> Task directions
Render the material below as a Markdown table with a column headed "Row" for the row number and a column headed "Entry" for each line. Omit blank lines.
╭──
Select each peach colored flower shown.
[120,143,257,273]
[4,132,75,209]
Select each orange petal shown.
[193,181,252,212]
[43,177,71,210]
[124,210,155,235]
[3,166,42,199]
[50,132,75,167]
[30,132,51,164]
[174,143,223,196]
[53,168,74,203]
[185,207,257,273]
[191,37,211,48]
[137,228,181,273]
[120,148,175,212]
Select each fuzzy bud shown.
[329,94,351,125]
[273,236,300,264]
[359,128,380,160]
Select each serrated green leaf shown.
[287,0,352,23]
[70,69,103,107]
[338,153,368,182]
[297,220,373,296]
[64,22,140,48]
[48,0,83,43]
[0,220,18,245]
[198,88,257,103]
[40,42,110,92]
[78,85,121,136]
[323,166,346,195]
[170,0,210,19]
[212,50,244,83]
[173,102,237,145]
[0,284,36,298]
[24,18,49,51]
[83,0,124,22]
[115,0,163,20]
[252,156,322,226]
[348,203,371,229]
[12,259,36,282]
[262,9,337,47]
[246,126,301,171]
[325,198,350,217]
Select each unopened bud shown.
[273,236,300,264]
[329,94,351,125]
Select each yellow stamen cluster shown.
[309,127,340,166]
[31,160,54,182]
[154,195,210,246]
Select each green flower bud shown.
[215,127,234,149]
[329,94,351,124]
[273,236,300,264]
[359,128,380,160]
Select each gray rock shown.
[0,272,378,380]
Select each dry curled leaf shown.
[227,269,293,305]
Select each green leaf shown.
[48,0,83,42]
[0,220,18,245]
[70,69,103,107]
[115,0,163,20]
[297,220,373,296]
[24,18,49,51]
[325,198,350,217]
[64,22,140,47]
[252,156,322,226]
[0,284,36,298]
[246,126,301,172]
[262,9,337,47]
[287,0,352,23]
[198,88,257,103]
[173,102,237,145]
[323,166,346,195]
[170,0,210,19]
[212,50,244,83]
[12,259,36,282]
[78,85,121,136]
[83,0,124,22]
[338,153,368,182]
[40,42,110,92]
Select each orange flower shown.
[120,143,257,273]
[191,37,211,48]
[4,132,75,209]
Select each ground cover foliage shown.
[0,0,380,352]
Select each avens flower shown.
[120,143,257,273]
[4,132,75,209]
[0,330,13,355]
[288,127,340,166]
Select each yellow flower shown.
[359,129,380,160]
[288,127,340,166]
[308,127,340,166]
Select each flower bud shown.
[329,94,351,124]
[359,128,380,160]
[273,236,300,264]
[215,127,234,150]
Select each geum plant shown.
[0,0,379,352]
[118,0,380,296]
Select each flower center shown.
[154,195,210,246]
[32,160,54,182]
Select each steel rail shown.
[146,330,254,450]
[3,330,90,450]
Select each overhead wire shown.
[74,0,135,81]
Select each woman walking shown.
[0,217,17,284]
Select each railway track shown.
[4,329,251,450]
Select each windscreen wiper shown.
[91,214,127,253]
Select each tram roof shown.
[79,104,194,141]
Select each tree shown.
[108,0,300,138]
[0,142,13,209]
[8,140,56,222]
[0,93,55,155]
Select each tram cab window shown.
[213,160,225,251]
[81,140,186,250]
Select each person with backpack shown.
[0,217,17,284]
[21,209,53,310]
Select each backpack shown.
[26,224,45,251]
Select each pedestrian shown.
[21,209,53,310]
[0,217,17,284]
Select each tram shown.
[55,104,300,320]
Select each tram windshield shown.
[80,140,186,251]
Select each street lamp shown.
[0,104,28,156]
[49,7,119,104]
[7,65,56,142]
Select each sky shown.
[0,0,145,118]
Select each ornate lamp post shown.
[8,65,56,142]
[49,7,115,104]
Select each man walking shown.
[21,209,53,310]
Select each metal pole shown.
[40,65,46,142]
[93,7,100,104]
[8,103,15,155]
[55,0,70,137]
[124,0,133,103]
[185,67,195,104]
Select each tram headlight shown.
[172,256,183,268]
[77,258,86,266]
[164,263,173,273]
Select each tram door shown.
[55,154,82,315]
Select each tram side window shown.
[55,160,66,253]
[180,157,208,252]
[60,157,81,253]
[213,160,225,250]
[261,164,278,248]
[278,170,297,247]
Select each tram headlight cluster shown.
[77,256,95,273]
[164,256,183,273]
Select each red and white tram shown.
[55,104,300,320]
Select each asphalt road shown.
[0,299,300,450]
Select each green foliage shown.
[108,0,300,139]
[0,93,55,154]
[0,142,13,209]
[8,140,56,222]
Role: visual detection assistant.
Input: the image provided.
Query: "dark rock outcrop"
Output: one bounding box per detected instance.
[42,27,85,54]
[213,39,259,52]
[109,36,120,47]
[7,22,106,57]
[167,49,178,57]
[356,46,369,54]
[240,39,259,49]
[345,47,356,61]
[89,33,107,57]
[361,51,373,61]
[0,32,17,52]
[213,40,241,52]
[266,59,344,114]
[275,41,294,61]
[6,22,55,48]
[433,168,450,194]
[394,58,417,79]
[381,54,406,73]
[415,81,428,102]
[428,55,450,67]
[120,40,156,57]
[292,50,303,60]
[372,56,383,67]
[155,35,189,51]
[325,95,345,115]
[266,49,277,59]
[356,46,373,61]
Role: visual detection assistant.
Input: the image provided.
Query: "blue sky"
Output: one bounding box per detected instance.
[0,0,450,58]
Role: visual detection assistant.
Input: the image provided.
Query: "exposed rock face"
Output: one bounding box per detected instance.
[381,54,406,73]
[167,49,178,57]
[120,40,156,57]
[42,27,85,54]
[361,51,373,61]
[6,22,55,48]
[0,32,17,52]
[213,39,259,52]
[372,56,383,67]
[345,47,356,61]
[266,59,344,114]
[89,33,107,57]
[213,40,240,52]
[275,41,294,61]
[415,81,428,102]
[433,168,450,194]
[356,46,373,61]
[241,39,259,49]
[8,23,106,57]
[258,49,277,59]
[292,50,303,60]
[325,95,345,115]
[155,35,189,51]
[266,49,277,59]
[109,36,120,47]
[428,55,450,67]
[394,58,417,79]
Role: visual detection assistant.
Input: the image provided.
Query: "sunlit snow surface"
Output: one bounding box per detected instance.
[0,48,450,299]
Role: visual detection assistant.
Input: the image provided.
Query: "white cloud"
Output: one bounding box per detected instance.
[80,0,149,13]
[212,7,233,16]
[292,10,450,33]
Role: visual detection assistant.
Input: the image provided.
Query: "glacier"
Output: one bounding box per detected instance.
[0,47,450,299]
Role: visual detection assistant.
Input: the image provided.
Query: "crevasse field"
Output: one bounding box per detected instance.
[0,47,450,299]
╰──
> Complete response
| Row | Entry |
|---|---|
| 1 | Select each peach colored flower shown. |
| 2 | [120,143,257,273] |
| 3 | [4,132,75,209] |
| 4 | Select each orange petal shown. |
| 5 | [193,181,252,212] |
| 6 | [43,177,71,210] |
| 7 | [124,210,155,235] |
| 8 | [3,166,42,199] |
| 9 | [50,132,75,167] |
| 10 | [30,132,51,164] |
| 11 | [174,143,223,196] |
| 12 | [53,168,74,203] |
| 13 | [185,207,257,273] |
| 14 | [191,37,211,48] |
| 15 | [137,228,181,273] |
| 16 | [120,148,175,212] |
| 17 | Select each fuzzy bud shown. |
| 18 | [329,94,351,125] |
| 19 | [273,236,300,264] |
| 20 | [359,128,380,160] |
| 21 | Select each serrated green leaf shown. |
| 22 | [287,0,352,23] |
| 23 | [70,69,103,107] |
| 24 | [338,153,368,182] |
| 25 | [297,220,373,296] |
| 26 | [64,22,140,48] |
| 27 | [48,0,83,43] |
| 28 | [0,220,18,245] |
| 29 | [198,88,257,103] |
| 30 | [40,42,110,92] |
| 31 | [78,85,121,136] |
| 32 | [323,166,346,195] |
| 33 | [170,0,210,19] |
| 34 | [212,50,244,83] |
| 35 | [173,102,237,145] |
| 36 | [0,284,36,298] |
| 37 | [24,18,49,51] |
| 38 | [83,0,124,22] |
| 39 | [115,0,163,20] |
| 40 | [252,156,322,226] |
| 41 | [348,203,371,229] |
| 42 | [12,259,36,282] |
| 43 | [262,9,337,47] |
| 44 | [246,126,301,171] |
| 45 | [325,198,350,217] |
| 46 | Select each unopened bud shown. |
| 47 | [273,236,300,264] |
| 48 | [329,94,351,125] |
| 49 | Select each yellow stamen cluster shown. |
| 50 | [309,127,340,166] |
| 51 | [31,160,54,182] |
| 52 | [154,195,210,246] |
| 53 | Select each green flower bud shown. |
| 54 | [215,127,234,149] |
| 55 | [329,94,351,124] |
| 56 | [273,236,300,264] |
| 57 | [359,128,380,160] |
| 58 | Select each gray rock shown. |
| 59 | [0,272,378,380] |
| 60 | Select each dry curled leaf shown. |
| 61 | [227,269,293,305] |
| 62 | Select each green leaf shown. |
| 63 | [48,0,83,42] |
| 64 | [0,220,18,245] |
| 65 | [70,69,103,107] |
| 66 | [115,0,163,20] |
| 67 | [297,220,373,296] |
| 68 | [24,18,49,51] |
| 69 | [325,198,350,217] |
| 70 | [64,22,140,47] |
| 71 | [252,156,322,226] |
| 72 | [0,284,36,298] |
| 73 | [246,126,301,172] |
| 74 | [262,9,337,47] |
| 75 | [287,0,352,23] |
| 76 | [198,88,257,103] |
| 77 | [173,102,237,145] |
| 78 | [323,166,346,195] |
| 79 | [170,0,210,19] |
| 80 | [212,50,244,83] |
| 81 | [12,259,36,282] |
| 82 | [78,85,121,136] |
| 83 | [83,0,124,22] |
| 84 | [338,153,368,182] |
| 85 | [40,42,110,92] |
| 86 | Select each orange flower shown. |
| 87 | [120,143,257,273] |
| 88 | [191,37,211,48] |
| 89 | [4,132,75,209] |
| 90 | Select each ground cover foliage shown. |
| 91 | [0,0,380,352] |
| 92 | Select each avens flower shown. |
| 93 | [120,143,257,273] |
| 94 | [4,132,75,209] |
| 95 | [0,330,13,355] |
| 96 | [288,127,340,166] |
| 97 | Select each yellow flower shown. |
| 98 | [359,129,380,160] |
| 99 | [288,127,340,166] |
| 100 | [308,127,340,166] |
| 101 | Select each flower bud shown. |
| 102 | [329,94,351,124] |
| 103 | [359,128,380,160] |
| 104 | [273,236,300,264] |
| 105 | [215,127,234,150] |
| 106 | Select each geum plant shown. |
| 107 | [0,0,379,352] |
| 108 | [118,0,380,296] |
| 109 | Select each flower center shown. |
| 110 | [154,195,210,246] |
| 111 | [32,160,54,182] |
| 112 | Select each steel rail shown. |
| 113 | [146,330,254,450] |
| 114 | [3,330,90,450] |
| 115 | Select each overhead wire shown. |
| 116 | [74,0,135,81] |
| 117 | Select each woman walking shown. |
| 118 | [0,217,17,284] |
| 119 | Select each railway track shown. |
| 120 | [4,329,251,450] |
| 121 | Select each windscreen wiper shown. |
| 122 | [91,214,127,253] |
| 123 | Select each tram roof shown. |
| 124 | [79,104,194,141] |
| 125 | Select each tree shown. |
| 126 | [108,0,300,138] |
| 127 | [0,142,13,209] |
| 128 | [8,140,56,222] |
| 129 | [0,93,55,155] |
| 130 | Select each tram cab window shown. |
| 131 | [213,160,225,251] |
| 132 | [81,140,186,250] |
| 133 | Select each person with backpack shown. |
| 134 | [0,217,17,284] |
| 135 | [21,209,53,310] |
| 136 | Select each backpack shown. |
| 137 | [26,224,45,251] |
| 138 | Select each pedestrian shown. |
| 139 | [21,209,53,310] |
| 140 | [0,217,17,284] |
| 141 | Select each tram shown. |
| 142 | [55,104,300,320] |
| 143 | Select each tram windshield shown. |
| 144 | [80,140,186,251] |
| 145 | Select each street lamp shown. |
| 146 | [0,104,28,156] |
| 147 | [49,7,119,104] |
| 148 | [7,65,56,142] |
| 149 | Select each sky shown. |
| 150 | [0,0,145,118] |
| 151 | Select each ornate lamp post shown. |
| 152 | [8,65,56,142] |
| 153 | [49,7,115,104] |
| 154 | Select each man walking shown. |
| 155 | [21,209,53,310] |
| 156 | Select each metal pole shown. |
| 157 | [40,65,46,142] |
| 158 | [93,7,100,104] |
| 159 | [8,103,15,155] |
| 160 | [55,0,70,137] |
| 161 | [124,0,133,103] |
| 162 | [185,67,195,104] |
| 163 | Select each tram headlight shown. |
| 164 | [172,256,183,268] |
| 165 | [77,258,86,266] |
| 166 | [164,263,173,273] |
| 167 | Select each tram door shown. |
| 168 | [55,154,82,315] |
| 169 | Select each tram side window shown. |
| 170 | [55,160,66,253] |
| 171 | [180,157,208,252] |
| 172 | [60,157,81,253] |
| 173 | [213,160,225,250] |
| 174 | [261,164,278,248] |
| 175 | [278,170,297,247] |
| 176 | Select each tram headlight cluster shown. |
| 177 | [77,256,95,273] |
| 178 | [164,256,183,273] |
| 179 | Select each red and white tram shown. |
| 180 | [55,104,300,320] |
| 181 | Select each asphalt road shown. |
| 182 | [0,299,300,450] |
| 183 | Select each green foliage shown. |
| 184 | [108,0,300,139] |
| 185 | [0,93,55,154] |
| 186 | [0,142,13,209] |
| 187 | [8,140,56,222] |
| 188 | Role: visual detection assistant. |
| 189 | Input: the image provided. |
| 190 | Query: "dark rock outcrop" |
| 191 | Output: one bounding box per detected instance. |
| 192 | [42,27,85,54] |
| 193 | [213,39,259,52] |
| 194 | [109,36,120,47] |
| 195 | [7,22,106,57] |
| 196 | [167,49,178,57] |
| 197 | [356,46,369,54] |
| 198 | [240,39,259,49] |
| 199 | [345,47,356,61] |
| 200 | [89,33,107,57] |
| 201 | [361,51,373,61] |
| 202 | [0,32,17,52] |
| 203 | [213,40,241,52] |
| 204 | [266,59,344,114] |
| 205 | [275,41,294,61] |
| 206 | [6,22,55,48] |
| 207 | [433,168,450,194] |
| 208 | [394,58,417,79] |
| 209 | [381,54,406,73] |
| 210 | [415,81,428,102] |
| 211 | [428,55,450,67] |
| 212 | [120,40,156,57] |
| 213 | [292,50,303,60] |
| 214 | [372,56,383,67] |
| 215 | [155,35,189,51] |
| 216 | [325,95,345,115] |
| 217 | [266,49,277,59] |
| 218 | [356,46,373,61] |
| 219 | Role: visual detection assistant. |
| 220 | Input: the image provided. |
| 221 | Query: "blue sky" |
| 222 | Output: one bounding box per detected instance. |
| 223 | [0,0,450,58] |
| 224 | Role: visual detection assistant. |
| 225 | Input: the image provided. |
| 226 | Query: "exposed rock face" |
| 227 | Output: one bounding box per detected instance. |
| 228 | [381,54,406,73] |
| 229 | [167,49,178,57] |
| 230 | [120,40,156,57] |
| 231 | [42,27,85,54] |
| 232 | [361,51,373,61] |
| 233 | [6,22,55,48] |
| 234 | [0,32,17,52] |
| 235 | [213,39,259,52] |
| 236 | [372,56,383,67] |
| 237 | [345,47,356,61] |
| 238 | [266,59,344,114] |
| 239 | [89,33,107,57] |
| 240 | [213,40,240,52] |
| 241 | [275,41,294,61] |
| 242 | [415,81,428,102] |
| 243 | [433,168,450,194] |
| 244 | [356,46,373,61] |
| 245 | [241,39,259,49] |
| 246 | [8,23,106,57] |
| 247 | [258,49,277,59] |
| 248 | [292,50,303,60] |
| 249 | [325,95,345,115] |
| 250 | [155,35,189,51] |
| 251 | [266,49,277,59] |
| 252 | [109,36,120,47] |
| 253 | [428,55,450,67] |
| 254 | [394,58,417,79] |
| 255 | Role: visual detection assistant. |
| 256 | Input: the image provided. |
| 257 | Query: "sunlit snow surface" |
| 258 | Output: one bounding box per detected instance. |
| 259 | [0,48,450,299] |
| 260 | Role: visual detection assistant. |
| 261 | Input: the image provided. |
| 262 | Query: "white cloud" |
| 263 | Output: one bounding box per detected instance. |
| 264 | [80,0,149,13] |
| 265 | [212,7,233,16] |
| 266 | [292,10,450,33] |
| 267 | Role: visual detection assistant. |
| 268 | Input: the image provided. |
| 269 | Query: "glacier" |
| 270 | Output: one bounding box per detected instance. |
| 271 | [0,47,450,299] |
| 272 | Role: visual detection assistant. |
| 273 | Input: the image provided. |
| 274 | Query: "crevasse field" |
| 275 | Output: one bounding box per detected instance. |
| 276 | [0,47,450,299] |